- EXTRAIT DU TEXTE -
▼

Inès Tabarin, AFC, revient sur le tournage de "Àma Gloria", de Marie Amachoukeli

Cléo de Paris à Tarrafal, par François Reumont

Àma Gloria, qui fait l’ouverture de la Semaine de la Critique cette année est le premier film de Marie Amachoukeli en solo (après sa co-réalisation avec Claire Burger et Samuel Theis de Party Girl, Caméra d’Or en 2013). Ce film sur l’amour maternel, qui se déroule entre Paris et le Cap Vert, parle du destin d’une toute jeune fille de 6 ans et de sa nounou, Gloria, séparées par les aléas de la vie. Inès Tabarin, AFC, met en image ce film tendre et touchant où la mise en scène repose beaucoup sur les visages des comédiennes. Des interludes en animation viennent par moment donner un ton onirique au film. (FR)

Cléo a tout juste six ans. Elle aime follement Gloria, sa nounou qui l’élève depuis sa naissance. Mais Gloria doit retourner d’urgence au Cap-Vert, auprès de ses enfants. Avant son départ, Cléo lui demande de tenir une promesse: la revoir au plus vite. Gloria l’invite à venir dans sa famille et sur son île, passer un dernier été ensemble.

Et, au fait, c’est qui le personnage principal de ce film ?

Inès Tabarin : C’est le lien d’amour entre Cléo et Gloria. Ce lien maternel dans lequel on est immergé dès le début du film, et qu’on va retrouver ensuite lors des vacances de Cléo au Cap-Vert.
C’est un film qui pose les questions de l’amour inconditionnel, de choisir "sa" famille et aussi de la maternité. Tout ça à travers le regard d’une enfant de 6 ans…
Donc très vite, il a été question de point de vue avec Marie Amachoukeli, la réalisatrice. Et en particulier, celui de la petite Cléo (Louise Mauroy Panzani). Les premières discussions ont été sur la lisibilité du monde. On débute le film chez l’ophtalmo et on découvre que Cléo est une enfant qui ne voit pas bien... Cela pose de suite un postulat de cinéma empirique et sur les sensations du personnage principal. Arrive alors assez vite la question de la profondeur de champ. Nous avons fait des essais avec des optiques sphériques et anamorphiques. Suite à la projection, il était évident que nous devions partir avec des Arri Ultra Prime, l’anamorphose nous mettant trop à distance des personnages. Leur ouverture a 1.9 nous permettait d’abstraire le monde autour de Cléo tout en restant à proximité d’elle, utilisant majoritairement le 85 mm. Nous avons complété la série UP avec un Leica M.08, très fort pour le regard que Cléo pose sur sa nounou, Gloria (Ilça Moreno Zego).

▲

- DONNÉES FOURNIES -
▼

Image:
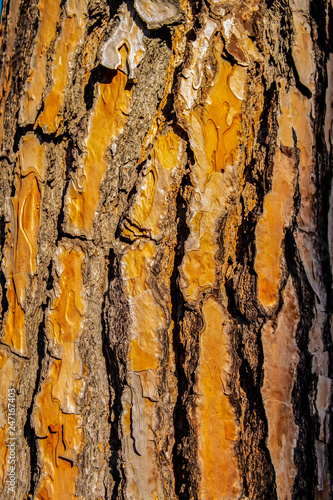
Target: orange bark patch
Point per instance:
(21, 245)
(60, 444)
(31, 99)
(150, 205)
(276, 216)
(6, 382)
(214, 417)
(280, 363)
(214, 135)
(56, 414)
(71, 33)
(106, 123)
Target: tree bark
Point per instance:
(166, 243)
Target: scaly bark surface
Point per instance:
(167, 249)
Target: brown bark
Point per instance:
(166, 243)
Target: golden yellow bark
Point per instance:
(166, 242)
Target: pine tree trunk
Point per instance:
(166, 242)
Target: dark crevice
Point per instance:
(255, 463)
(4, 301)
(184, 447)
(115, 320)
(304, 453)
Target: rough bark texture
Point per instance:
(167, 249)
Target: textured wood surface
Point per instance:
(166, 244)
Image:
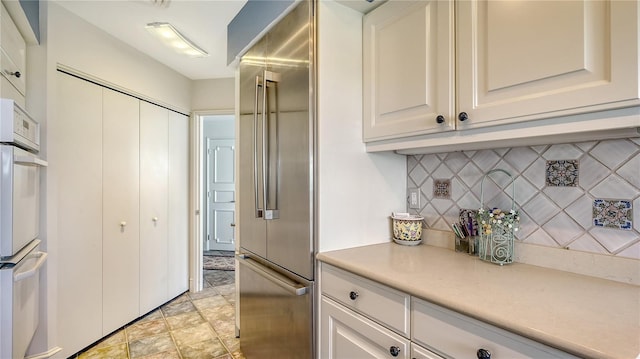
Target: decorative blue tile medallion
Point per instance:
(613, 213)
(562, 173)
(442, 188)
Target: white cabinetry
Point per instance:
(408, 64)
(121, 209)
(457, 336)
(121, 178)
(513, 63)
(75, 189)
(349, 335)
(13, 51)
(359, 319)
(154, 167)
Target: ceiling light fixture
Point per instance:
(174, 39)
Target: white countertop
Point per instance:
(582, 315)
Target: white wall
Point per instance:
(215, 94)
(357, 191)
(75, 43)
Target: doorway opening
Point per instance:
(214, 161)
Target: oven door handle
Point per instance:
(29, 161)
(31, 272)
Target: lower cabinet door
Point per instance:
(348, 335)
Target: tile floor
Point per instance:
(194, 325)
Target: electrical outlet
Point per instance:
(414, 198)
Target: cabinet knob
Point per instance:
(483, 354)
(394, 351)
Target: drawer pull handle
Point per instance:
(483, 354)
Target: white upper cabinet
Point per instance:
(526, 60)
(511, 65)
(408, 66)
(13, 54)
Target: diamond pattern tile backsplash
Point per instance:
(583, 196)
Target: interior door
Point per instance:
(221, 206)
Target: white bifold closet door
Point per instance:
(120, 200)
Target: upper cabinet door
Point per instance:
(408, 49)
(524, 60)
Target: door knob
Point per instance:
(483, 354)
(17, 74)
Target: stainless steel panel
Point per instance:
(290, 51)
(252, 234)
(276, 317)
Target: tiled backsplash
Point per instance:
(583, 196)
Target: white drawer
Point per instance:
(347, 335)
(385, 305)
(457, 336)
(418, 352)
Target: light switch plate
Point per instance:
(414, 198)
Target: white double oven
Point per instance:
(20, 257)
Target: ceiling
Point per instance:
(203, 21)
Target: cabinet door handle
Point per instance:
(483, 354)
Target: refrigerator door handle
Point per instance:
(269, 77)
(274, 277)
(258, 84)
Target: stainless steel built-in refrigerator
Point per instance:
(276, 180)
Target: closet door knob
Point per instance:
(17, 74)
(483, 354)
(394, 351)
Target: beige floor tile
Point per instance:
(151, 345)
(145, 329)
(193, 334)
(188, 319)
(113, 339)
(206, 349)
(118, 351)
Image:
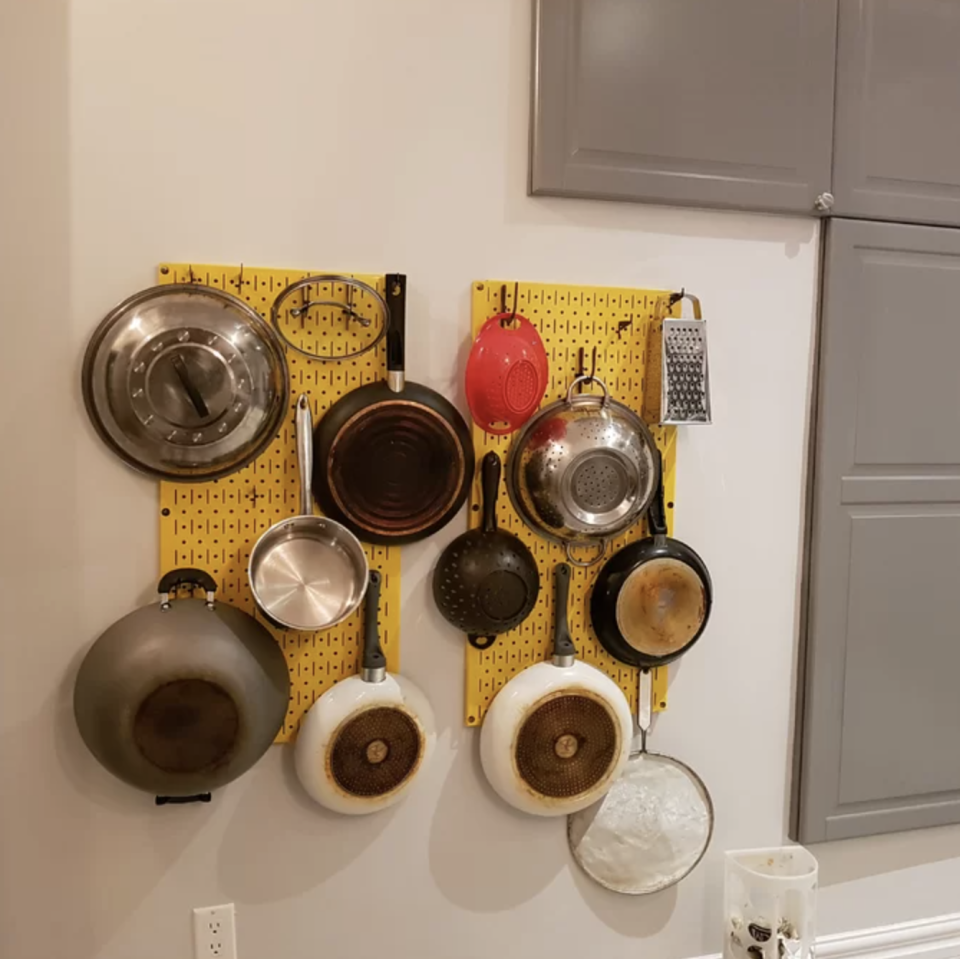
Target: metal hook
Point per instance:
(581, 369)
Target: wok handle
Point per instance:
(563, 647)
(396, 284)
(490, 477)
(586, 563)
(304, 429)
(200, 797)
(481, 642)
(186, 576)
(657, 512)
(374, 663)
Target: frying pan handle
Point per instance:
(645, 706)
(186, 576)
(657, 512)
(585, 564)
(563, 649)
(304, 429)
(396, 284)
(490, 477)
(374, 663)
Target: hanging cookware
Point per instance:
(308, 572)
(507, 373)
(652, 599)
(394, 459)
(582, 470)
(652, 828)
(486, 581)
(182, 696)
(558, 734)
(185, 382)
(364, 741)
(684, 371)
(356, 297)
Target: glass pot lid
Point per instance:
(185, 382)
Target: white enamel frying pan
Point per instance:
(364, 741)
(558, 734)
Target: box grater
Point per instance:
(685, 374)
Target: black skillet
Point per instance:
(393, 460)
(486, 581)
(652, 599)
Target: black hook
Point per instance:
(507, 320)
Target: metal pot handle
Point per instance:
(582, 380)
(567, 547)
(186, 576)
(303, 424)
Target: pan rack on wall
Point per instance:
(622, 325)
(215, 525)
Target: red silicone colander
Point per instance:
(507, 373)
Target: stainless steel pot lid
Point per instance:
(185, 382)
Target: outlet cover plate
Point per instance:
(214, 932)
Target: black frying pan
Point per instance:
(652, 599)
(393, 460)
(486, 581)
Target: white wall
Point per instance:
(371, 135)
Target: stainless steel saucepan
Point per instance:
(308, 572)
(182, 696)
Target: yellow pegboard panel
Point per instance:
(215, 525)
(621, 324)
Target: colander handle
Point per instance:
(490, 480)
(584, 564)
(582, 381)
(657, 512)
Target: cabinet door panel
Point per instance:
(897, 139)
(879, 722)
(685, 101)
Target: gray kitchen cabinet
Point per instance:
(879, 707)
(686, 102)
(897, 127)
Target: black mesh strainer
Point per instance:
(486, 581)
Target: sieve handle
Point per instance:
(490, 480)
(304, 430)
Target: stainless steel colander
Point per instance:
(583, 470)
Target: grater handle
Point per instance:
(684, 295)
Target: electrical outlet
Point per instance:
(214, 932)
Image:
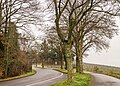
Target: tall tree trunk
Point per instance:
(63, 54)
(81, 55)
(77, 56)
(68, 55)
(62, 62)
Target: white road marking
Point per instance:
(45, 80)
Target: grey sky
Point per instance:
(107, 57)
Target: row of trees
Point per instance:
(16, 15)
(82, 25)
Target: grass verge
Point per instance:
(79, 80)
(21, 76)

▲

- CONSIGNE -
Reprenez l'entretien sur le tournage d'Àma Gloria et poursuivez-le à partir de sa dernière phrase.

- CORRIGÉ -
Filmer à hauteur d’enfant, c’est facile ?

IT : C’était un élément déterminant. Pour cela j’ai choisi de tourner le film avec la Sony Venice en mode Rialto, avec la tête caméra déportée de l’enregistreur. Cette solution m’a permis de rester une grande partie du temps à bout de bras et à hauteur d’enfant... Ce qui aurait été très difficile physiquement autrement. Le corps de la caméra était soit sur une claie de portage soit sur un cube à roulette, fabriqués par le chef machiniste, Gaston Grandin. Marine Goujet, ma pointeuse, travaillait souvent à l’extérieur du décor, pour qu’on soit dans une vraie liberté de mouvement, au rythme de Cléo.

© Pyramide Films


Quelles ont été les directives de la réalisatrice au départ ?

IT : Lorsque nous avons commencé la préparation, Marie et Pierre-Emmanuel Lyet avaient déjà travaillé sur l’animatique et les planches des parties animées qui ponctuent le film, ce qui était un bon indicateur des enjeux poétiques et sensoriels de l’héroïne. Travailler avec une petite fille qui n’avait jamais tourné et un casting non professionnel au Cap-Vert nécessitait un pacte de confiance et c’est pour cela que c’était très important que la technique soit le plus possible invisible.
Un lien très fort s’est mis en place entre Cléo et la caméra, dans une danse spatiale qu’elle menait et qui a nous permis d’être très proche d’elle. Cette écriture corporelle, ce lien permanent qu’on avait avec elle est devenu rapidement le mode de fabrication du film.
Je crois que la direction de la photographie, c’est avant tout la traduction cinématographique du désir de la metteur.se en scène. C’est d’abord entendre, retenir les mots qui révèlent le point de vue sur le monde, puis accompagner la fabrication du film pour créer l’espace de mise en scène désiré par le / la réalisateur.trice. Sur ce film, Marie voulait être accrochée aux yeux des comédiennes, rentrant toujours plus près dans l’humain, dans leurs émotions.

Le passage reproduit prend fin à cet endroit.